**Work to do:**
Render every line of the entries below as a JSON list of strings, with one string per line and blank lines omitted.

[Object pointing dataset rows]
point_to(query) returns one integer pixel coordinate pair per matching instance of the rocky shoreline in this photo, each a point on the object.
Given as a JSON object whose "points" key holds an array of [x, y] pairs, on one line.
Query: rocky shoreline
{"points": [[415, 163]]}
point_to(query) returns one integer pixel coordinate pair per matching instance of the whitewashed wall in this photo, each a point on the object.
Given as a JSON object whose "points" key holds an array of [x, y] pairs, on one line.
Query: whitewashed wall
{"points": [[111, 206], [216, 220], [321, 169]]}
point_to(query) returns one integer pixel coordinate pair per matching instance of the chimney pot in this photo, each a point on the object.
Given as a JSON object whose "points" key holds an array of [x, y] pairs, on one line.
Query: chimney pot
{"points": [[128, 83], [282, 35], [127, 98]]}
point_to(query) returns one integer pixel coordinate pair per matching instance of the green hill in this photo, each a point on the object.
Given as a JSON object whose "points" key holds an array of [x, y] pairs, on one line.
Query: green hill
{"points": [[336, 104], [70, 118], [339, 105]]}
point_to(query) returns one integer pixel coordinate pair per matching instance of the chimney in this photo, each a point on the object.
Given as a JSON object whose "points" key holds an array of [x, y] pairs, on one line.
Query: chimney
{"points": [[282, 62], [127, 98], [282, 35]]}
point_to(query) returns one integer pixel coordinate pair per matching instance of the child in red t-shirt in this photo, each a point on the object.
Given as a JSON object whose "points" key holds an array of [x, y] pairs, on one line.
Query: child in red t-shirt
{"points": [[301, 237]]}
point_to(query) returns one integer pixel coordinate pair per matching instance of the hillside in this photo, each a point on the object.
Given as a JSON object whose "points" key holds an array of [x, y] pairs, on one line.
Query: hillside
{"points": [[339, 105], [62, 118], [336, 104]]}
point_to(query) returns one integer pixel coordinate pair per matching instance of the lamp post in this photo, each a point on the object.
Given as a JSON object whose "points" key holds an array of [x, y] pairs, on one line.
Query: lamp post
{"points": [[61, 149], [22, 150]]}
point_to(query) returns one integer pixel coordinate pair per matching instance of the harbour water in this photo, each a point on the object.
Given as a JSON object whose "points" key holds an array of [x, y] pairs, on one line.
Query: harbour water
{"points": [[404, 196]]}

**Output for this task:**
[
  "point_to(query) returns one integer pixel coordinate pair per matching instance of the rocky shoreline in this photo, each a point on the object.",
  "Given as a JSON object whose \"points\" key holds an array of [x, y] pairs, on one line.",
  "Query: rocky shoreline",
  "{\"points\": [[415, 163]]}",
  "point_to(query) returns one integer pixel coordinate pair per matching instance of the whitewashed wall in this photo, each a point on the object.",
  "Given as a JSON object whose \"points\" key holds an array of [x, y] pairs, on one line.",
  "Query: whitewashed wall",
  "{\"points\": [[111, 206], [216, 220], [321, 169]]}",
  "point_to(query) returns one integer pixel coordinate pair per matching instance of the chimney pot in this photo, each a point on the object.",
  "Given as a JSON object whose \"points\" key holds an array of [x, y] pairs, on one line.",
  "Query: chimney pot",
  "{\"points\": [[128, 83], [282, 35], [127, 98]]}",
  "point_to(query) returns one integer pixel coordinate pair per matching instance of the green hill in this photo, each a point on the object.",
  "Given as a JSON object whose \"points\" key holds an array of [x, y] pairs, on one line.",
  "Query: green hill",
  "{\"points\": [[336, 104], [70, 118], [339, 105]]}",
  "point_to(query) returns one integer pixel coordinate pair per matching instance of the chimney in this photo, each a point on the object.",
  "Given as a JSON object whose \"points\" key holds an array of [x, y] pairs, on one line.",
  "Query: chimney",
  "{\"points\": [[282, 62], [127, 98], [282, 35]]}",
  "point_to(query) returns one integer pixel coordinate pair per matching instance of the child in red t-shirt in this photo, each a point on the object.",
  "Given as a JSON object whose \"points\" key holds an array of [x, y] pairs, on one line.",
  "Query: child in red t-shirt",
  "{\"points\": [[301, 237]]}",
  "point_to(query) returns one integer pixel coordinate pair per matching instance of the hillside in this photo, each a point on the object.",
  "Given as a JSON object whose \"points\" key holds an array of [x, y] pairs, on one line.",
  "Query: hillside",
  "{\"points\": [[339, 105], [62, 118], [336, 104]]}",
  "point_to(query) returns one integer pixel coordinate pair per matching instance of the lamp post in this photo, each a point on the object.",
  "Given as a JSON object whose \"points\" key holds an array of [x, y] pairs, on one line.",
  "Query: lamp post",
  "{\"points\": [[61, 149], [22, 150]]}",
  "point_to(query) returns one integer pixel coordinate pair per matching instance of the harbour water in this photo, each a point on the object.",
  "Given as a JSON object whose \"points\" key holds an array of [x, y] pairs, on one line.",
  "Query: harbour water",
  "{\"points\": [[404, 196]]}"
]